> _Passage to read_
Yeah, absolutely. And just like any industry, you're going to have good players and you're going to have those you don't want to align yourself with. I mean, it's in every industry and that's certainly true in franchising as well, and that's where we come in to try to help our clients. So kind of hitting on your two questions there. One our whole exploration process is designed so that you really go in eyes wide open. So it's not just the FDD document that you read ahead of time, but it's also which stands for franchise disclosure document. You get to talk to other owners within their system that are living a day in, day out, asking them about their ramp up and their experience and what they would do differently. You know you're going to get a lot of presentations given to you on different topics. You know, technically, all the numbers in that FDD have to be ticked and tied by an outside accounting firm, but sometimes it may be a small sample size and if that's the case then I say hey, let's take a conservative approach in our performance.

Speaker 2

As far as the FDD goes, the legal piece of it it is. You read it you say gosh, this is the most one-sided document in the franchise's worst favor. But I always encourage my clients to think, ask the question why, as you go through it, most of the provisions in there will A never come to pass. But the franchisor doesn't want them. It's to protect them. So if you bought that franchise in Omaha, well, if you're a neighbor in Kansas city besides, they're going to run the brand you know off the rails and that's going to end up hurting you.

Speaker 2

You would want that franchisor to be able to step in and, after a lot of coaching, take back the franchise rights from them or come in and run. That Franchisor is not looking to come operate in your market. The only case they would do that is maybe if there was a national account that they need to preserve that relationship and you just haven't been receptive to coaching over time. So, yeah, I think understanding the why behind a lot of provisions in there helps you read it and understand better. As a former franchisor myself, I wanted to keep my franchisees happy. If I ticked off one or two of them, they'd talk to their buddies and all of a sudden I had a whole bunch of headaches and a really bad day, so a good franchisor is going to be looking to serve their franchisees and make them successful, because the better they do, the better they do.

Franchise Resale and Exit Strategies

Speaker 4

Are you curious why annuities keep coming up as a potential investment option? People are often told that annuities can effectively mitigate investment risks and help secure their financial future. However, annuities often benefit the salesperson and might not be the best choice for you as a consumer. To learn more about the various types of annuities, the negatives of owning them and better investment alternatives, we have a free ebook on our website just for you To download our ebook. Buyer, beware, why Do they Keep Trying to Sell you that Annuity? Simply click the link in the episode notes or visit wiserinvestorcom slash guides. Now let's get back to the episode.

Speaker 1

So as you build a franchise up, you should be able to resell it. In most agreements that you look at, are you selling back to the franchisor or are you selling to another third party? That has to be approved by the franchisor. What's the exit strategy on these?

> _Given entries_
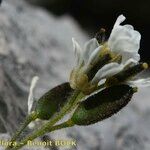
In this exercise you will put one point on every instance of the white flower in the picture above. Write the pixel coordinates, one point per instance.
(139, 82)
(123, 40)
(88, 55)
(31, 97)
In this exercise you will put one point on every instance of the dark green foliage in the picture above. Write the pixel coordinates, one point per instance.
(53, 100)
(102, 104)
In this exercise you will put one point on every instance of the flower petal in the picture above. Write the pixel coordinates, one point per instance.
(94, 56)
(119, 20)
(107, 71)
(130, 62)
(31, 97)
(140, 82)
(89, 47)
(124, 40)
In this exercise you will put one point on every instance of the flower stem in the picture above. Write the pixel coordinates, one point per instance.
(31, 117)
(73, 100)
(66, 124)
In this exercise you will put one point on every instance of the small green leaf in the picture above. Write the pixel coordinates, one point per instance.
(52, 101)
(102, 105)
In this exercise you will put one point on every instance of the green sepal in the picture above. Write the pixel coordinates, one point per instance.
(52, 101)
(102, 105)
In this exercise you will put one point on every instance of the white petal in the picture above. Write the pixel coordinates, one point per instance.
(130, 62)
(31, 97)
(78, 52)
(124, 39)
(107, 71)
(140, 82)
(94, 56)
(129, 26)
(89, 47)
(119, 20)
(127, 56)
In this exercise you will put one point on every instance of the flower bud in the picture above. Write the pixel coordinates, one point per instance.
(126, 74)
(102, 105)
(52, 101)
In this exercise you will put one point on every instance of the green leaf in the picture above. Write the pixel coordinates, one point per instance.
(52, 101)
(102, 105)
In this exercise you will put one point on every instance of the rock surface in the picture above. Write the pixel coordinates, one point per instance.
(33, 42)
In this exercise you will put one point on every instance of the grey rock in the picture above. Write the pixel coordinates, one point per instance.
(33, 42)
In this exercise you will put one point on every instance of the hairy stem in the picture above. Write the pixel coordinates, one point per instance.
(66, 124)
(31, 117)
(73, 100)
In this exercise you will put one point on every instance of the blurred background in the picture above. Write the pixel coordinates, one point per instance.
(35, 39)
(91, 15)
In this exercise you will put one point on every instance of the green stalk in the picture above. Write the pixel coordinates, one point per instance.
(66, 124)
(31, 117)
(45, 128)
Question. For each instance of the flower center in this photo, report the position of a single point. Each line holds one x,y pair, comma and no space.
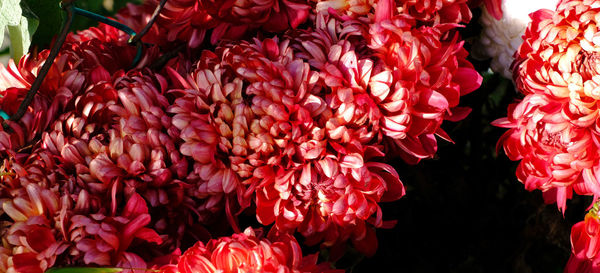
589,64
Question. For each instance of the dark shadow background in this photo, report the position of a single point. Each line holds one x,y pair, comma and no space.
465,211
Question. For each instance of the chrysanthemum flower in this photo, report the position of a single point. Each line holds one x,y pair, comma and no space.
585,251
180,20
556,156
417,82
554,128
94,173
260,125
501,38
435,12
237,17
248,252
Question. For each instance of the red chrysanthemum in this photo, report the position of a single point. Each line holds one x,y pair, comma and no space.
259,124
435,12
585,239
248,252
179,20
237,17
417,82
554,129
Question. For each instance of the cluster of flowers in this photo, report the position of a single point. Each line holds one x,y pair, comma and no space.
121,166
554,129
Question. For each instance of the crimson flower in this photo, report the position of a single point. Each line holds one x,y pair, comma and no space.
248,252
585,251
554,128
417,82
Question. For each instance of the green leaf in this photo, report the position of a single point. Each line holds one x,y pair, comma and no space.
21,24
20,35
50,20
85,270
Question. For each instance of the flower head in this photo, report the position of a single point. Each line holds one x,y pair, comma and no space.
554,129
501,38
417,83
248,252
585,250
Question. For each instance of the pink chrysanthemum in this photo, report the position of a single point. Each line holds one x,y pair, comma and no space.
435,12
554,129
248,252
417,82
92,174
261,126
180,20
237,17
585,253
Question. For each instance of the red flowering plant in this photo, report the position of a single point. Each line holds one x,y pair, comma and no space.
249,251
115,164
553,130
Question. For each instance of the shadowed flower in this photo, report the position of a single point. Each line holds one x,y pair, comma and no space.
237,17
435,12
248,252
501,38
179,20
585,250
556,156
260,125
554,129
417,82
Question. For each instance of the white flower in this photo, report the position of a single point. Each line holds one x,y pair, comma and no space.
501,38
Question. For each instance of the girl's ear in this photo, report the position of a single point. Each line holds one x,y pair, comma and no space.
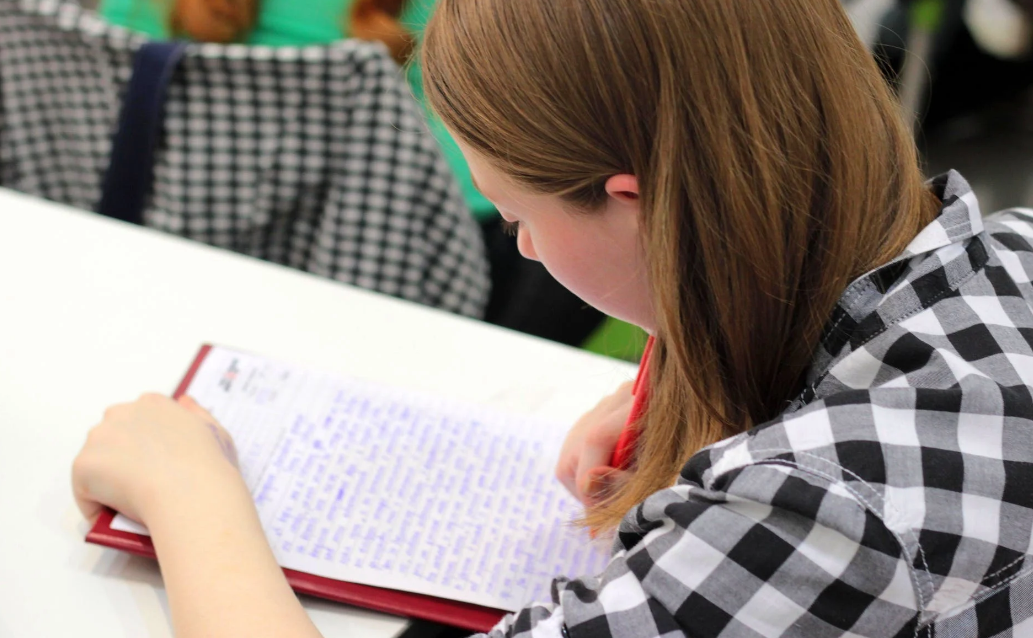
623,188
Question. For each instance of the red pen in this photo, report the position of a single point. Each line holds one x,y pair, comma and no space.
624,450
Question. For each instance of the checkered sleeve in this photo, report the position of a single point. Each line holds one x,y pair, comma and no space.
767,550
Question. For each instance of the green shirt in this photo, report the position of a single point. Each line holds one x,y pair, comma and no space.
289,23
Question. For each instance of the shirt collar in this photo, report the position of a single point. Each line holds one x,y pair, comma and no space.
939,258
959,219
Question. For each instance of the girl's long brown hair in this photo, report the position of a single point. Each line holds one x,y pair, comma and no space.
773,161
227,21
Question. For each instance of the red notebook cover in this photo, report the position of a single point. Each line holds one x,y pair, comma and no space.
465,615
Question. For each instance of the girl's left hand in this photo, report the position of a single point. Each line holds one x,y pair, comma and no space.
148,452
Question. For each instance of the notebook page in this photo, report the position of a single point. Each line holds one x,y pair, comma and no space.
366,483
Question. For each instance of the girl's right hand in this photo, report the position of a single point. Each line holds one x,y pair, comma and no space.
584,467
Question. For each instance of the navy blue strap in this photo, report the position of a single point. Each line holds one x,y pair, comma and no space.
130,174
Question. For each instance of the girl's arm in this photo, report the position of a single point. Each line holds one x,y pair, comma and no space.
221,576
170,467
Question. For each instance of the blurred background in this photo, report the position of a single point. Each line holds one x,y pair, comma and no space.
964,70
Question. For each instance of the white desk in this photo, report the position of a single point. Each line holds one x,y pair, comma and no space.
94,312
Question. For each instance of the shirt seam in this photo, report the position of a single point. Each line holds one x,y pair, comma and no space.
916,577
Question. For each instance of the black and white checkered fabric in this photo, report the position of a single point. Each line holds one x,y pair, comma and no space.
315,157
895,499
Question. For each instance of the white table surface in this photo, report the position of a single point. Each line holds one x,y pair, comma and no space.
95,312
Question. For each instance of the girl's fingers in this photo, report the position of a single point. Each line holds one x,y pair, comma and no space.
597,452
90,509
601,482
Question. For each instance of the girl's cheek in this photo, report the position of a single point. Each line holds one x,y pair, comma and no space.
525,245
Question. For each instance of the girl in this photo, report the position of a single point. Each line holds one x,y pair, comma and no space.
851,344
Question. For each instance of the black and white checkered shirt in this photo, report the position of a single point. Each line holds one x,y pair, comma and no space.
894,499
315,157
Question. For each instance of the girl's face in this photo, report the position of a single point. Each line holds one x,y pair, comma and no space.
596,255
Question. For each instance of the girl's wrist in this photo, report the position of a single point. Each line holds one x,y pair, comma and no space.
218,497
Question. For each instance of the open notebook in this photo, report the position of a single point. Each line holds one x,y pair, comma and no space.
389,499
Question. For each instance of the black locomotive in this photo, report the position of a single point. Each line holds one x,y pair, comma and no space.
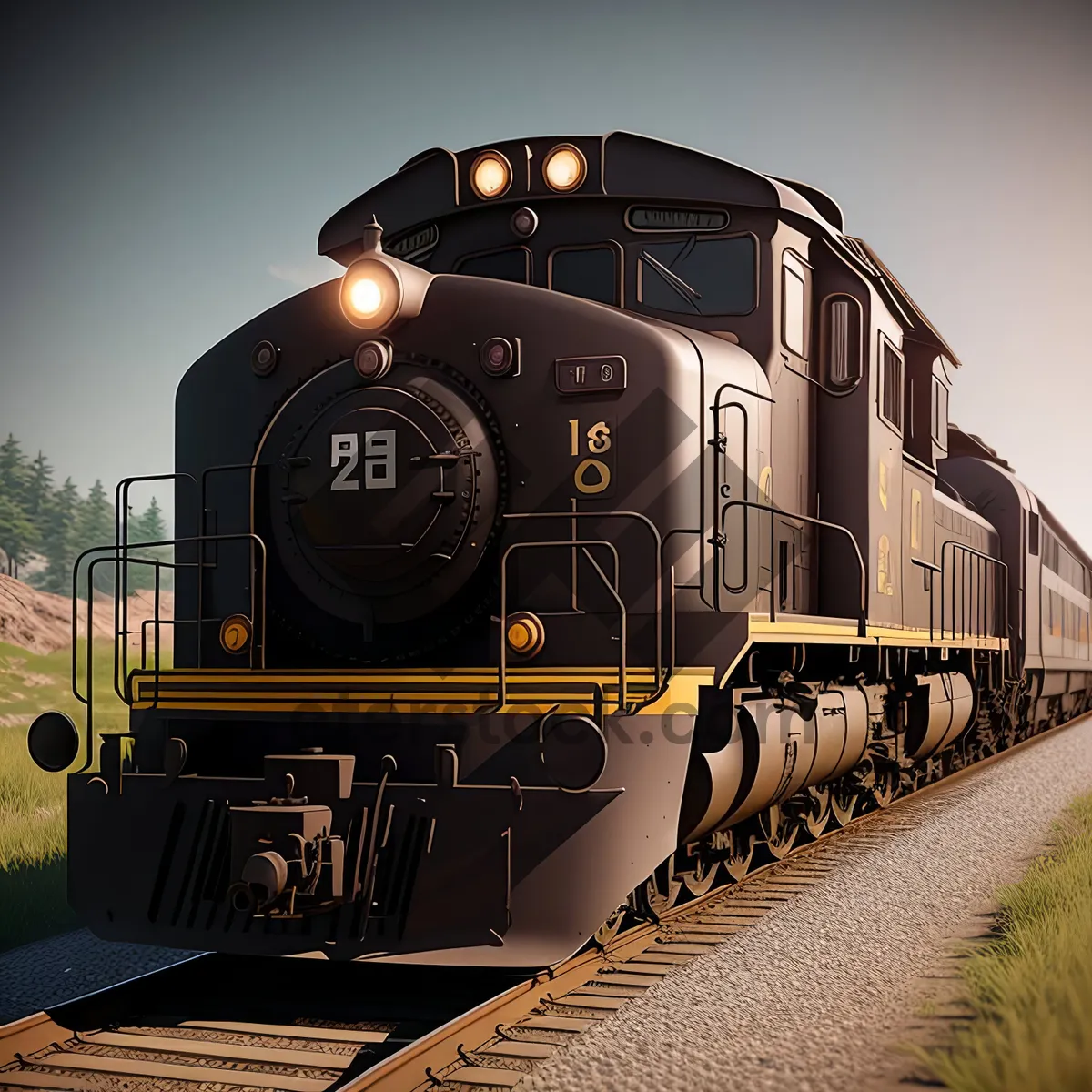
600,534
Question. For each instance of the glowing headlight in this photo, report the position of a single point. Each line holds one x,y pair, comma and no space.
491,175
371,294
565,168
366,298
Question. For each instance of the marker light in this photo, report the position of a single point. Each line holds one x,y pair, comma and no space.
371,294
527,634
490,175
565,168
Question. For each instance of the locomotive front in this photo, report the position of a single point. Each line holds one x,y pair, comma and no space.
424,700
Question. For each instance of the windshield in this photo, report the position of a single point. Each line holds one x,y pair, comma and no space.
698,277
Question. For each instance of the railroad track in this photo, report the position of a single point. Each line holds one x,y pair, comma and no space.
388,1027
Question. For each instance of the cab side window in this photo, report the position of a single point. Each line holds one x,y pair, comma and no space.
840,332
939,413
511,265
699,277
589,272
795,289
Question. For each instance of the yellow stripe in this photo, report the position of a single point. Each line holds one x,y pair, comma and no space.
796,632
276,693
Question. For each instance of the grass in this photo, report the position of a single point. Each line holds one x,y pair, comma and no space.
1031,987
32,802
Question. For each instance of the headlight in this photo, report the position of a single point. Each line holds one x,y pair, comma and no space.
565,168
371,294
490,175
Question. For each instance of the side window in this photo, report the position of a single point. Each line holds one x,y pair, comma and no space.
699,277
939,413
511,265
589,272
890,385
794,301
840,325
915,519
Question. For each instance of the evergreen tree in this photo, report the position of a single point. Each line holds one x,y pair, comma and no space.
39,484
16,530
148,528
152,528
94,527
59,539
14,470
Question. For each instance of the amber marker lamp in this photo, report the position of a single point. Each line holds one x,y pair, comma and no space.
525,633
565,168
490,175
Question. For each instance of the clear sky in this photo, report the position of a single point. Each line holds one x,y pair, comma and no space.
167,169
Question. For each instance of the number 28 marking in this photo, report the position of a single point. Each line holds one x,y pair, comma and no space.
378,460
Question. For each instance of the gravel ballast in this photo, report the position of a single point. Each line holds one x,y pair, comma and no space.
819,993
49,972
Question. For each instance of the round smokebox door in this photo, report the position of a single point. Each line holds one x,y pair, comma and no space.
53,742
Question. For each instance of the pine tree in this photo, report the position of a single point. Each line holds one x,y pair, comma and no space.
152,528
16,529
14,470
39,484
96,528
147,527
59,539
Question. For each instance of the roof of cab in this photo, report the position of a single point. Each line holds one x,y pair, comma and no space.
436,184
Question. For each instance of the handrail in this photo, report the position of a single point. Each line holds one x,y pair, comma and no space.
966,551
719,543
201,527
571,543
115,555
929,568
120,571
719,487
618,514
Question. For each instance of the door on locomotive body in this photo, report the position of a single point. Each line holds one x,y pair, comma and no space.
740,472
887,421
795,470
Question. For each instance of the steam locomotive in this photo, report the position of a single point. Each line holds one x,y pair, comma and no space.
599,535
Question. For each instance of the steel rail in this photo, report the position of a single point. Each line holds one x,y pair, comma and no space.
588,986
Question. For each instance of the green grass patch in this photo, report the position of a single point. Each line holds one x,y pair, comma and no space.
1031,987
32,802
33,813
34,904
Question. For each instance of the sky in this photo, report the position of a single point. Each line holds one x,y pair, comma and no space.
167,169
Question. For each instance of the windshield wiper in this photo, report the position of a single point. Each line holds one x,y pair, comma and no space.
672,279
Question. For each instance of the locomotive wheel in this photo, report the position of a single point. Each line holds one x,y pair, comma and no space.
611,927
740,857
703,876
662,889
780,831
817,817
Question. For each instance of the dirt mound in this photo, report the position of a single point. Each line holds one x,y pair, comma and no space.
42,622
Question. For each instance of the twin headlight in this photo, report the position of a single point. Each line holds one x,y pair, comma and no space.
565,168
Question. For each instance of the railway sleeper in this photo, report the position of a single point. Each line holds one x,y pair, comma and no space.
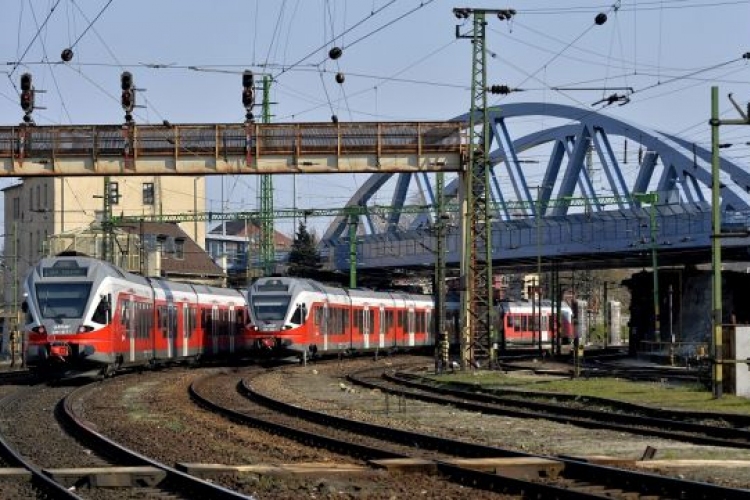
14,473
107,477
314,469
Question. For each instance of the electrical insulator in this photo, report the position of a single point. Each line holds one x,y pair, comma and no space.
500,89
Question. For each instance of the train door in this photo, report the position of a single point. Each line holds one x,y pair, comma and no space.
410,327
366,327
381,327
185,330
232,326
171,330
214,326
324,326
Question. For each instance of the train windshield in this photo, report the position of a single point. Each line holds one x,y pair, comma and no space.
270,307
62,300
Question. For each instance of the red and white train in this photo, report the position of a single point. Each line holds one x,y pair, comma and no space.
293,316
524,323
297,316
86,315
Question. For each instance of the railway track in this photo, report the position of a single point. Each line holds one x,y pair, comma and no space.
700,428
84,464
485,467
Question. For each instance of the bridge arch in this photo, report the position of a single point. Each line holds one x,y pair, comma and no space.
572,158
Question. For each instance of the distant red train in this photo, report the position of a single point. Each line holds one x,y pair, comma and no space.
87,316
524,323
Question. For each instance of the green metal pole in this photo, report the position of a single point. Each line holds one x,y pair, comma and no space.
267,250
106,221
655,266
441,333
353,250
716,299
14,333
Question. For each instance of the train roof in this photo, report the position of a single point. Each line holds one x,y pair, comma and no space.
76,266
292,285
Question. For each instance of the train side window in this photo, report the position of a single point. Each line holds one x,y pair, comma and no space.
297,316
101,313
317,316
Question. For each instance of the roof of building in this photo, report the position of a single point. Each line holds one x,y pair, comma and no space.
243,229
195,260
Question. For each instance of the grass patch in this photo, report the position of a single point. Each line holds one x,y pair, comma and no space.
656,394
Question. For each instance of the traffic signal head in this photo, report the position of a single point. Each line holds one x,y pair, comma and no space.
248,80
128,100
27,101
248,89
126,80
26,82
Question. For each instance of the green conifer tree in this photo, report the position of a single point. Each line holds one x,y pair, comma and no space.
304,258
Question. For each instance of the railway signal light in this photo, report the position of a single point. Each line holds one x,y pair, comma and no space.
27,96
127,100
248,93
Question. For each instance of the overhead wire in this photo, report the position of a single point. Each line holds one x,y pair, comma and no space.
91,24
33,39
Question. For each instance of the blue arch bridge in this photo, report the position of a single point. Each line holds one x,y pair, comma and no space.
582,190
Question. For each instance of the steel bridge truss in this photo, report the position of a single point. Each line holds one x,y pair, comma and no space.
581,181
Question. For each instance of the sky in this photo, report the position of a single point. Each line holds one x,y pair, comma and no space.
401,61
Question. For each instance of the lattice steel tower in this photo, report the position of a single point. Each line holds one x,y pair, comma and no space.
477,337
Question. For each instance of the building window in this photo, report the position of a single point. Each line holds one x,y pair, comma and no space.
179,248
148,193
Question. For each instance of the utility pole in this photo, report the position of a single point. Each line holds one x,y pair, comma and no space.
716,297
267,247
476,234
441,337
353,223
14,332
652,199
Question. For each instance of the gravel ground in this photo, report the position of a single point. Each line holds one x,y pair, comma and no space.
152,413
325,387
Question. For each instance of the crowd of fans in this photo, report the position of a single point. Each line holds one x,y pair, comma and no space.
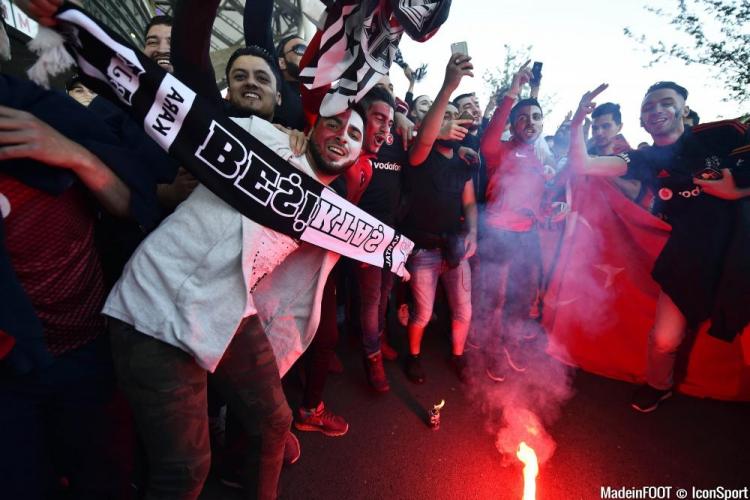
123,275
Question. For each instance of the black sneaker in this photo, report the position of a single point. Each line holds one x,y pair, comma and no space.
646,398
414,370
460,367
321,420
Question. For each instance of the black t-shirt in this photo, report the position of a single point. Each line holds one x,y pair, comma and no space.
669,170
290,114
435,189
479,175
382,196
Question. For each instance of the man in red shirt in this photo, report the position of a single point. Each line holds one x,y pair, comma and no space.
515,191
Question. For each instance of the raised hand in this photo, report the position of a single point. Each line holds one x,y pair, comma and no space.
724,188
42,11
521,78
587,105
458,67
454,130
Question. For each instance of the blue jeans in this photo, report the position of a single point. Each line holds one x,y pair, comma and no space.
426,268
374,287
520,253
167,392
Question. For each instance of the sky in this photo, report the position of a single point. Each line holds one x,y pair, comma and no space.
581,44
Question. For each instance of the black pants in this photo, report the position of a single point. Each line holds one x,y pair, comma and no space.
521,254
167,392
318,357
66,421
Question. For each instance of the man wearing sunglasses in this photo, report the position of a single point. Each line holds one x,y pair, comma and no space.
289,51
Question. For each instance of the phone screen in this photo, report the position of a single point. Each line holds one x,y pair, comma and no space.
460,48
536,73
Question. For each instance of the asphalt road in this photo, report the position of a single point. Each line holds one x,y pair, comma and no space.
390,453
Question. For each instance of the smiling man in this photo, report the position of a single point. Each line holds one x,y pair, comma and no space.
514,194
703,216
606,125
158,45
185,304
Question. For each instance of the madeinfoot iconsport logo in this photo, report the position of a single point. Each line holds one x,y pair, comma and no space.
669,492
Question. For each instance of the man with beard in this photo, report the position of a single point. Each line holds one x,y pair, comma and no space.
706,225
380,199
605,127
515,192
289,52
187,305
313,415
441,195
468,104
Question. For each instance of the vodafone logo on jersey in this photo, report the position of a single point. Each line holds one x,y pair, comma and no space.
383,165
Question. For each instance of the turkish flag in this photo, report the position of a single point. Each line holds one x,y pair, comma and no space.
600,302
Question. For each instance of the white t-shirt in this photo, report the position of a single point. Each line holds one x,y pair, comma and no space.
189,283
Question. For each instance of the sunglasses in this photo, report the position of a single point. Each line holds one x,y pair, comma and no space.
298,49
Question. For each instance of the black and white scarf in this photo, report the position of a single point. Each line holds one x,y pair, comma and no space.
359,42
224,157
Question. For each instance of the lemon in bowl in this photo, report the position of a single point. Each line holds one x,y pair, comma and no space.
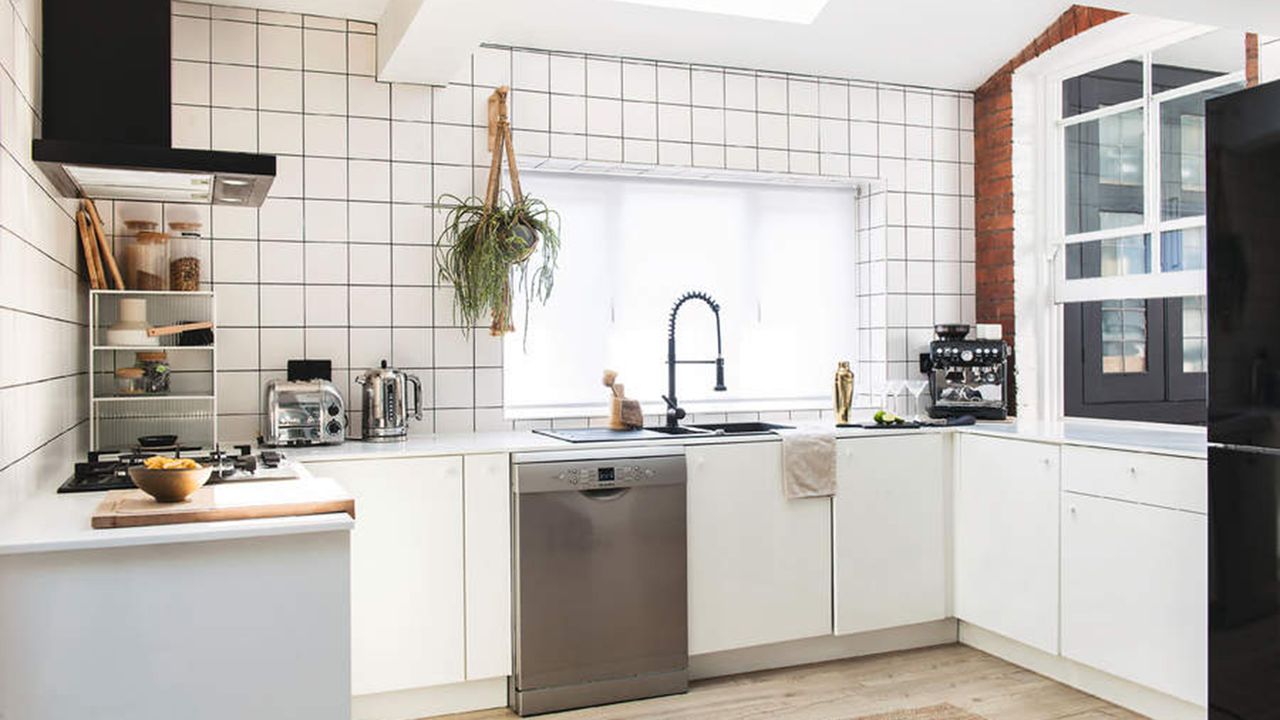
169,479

> _What this task involves_
In the franchising transcript, begin at the words "Are you curious" and stop after "to the episode.". Can you give that stretch again with "annuities" switched to "bonds"? The listing isn't needed for anything here.

> _Finished answer_
Are you curious why bonds keep coming up as a potential investment option? People are often told that bonds can effectively mitigate investment risks and help secure their financial future. However, bonds often benefit the salesperson and might not be the best choice for you as a consumer. To learn more about the various types of bonds, the negatives of owning them and better investment alternatives, we have a free ebook on our website just for you To download our ebook. Buyer, beware, why Do they Keep Trying to Sell you that Annuity? Simply click the link in the episode notes or visit wiserinvestorcom slash guides. Now let's get back to the episode.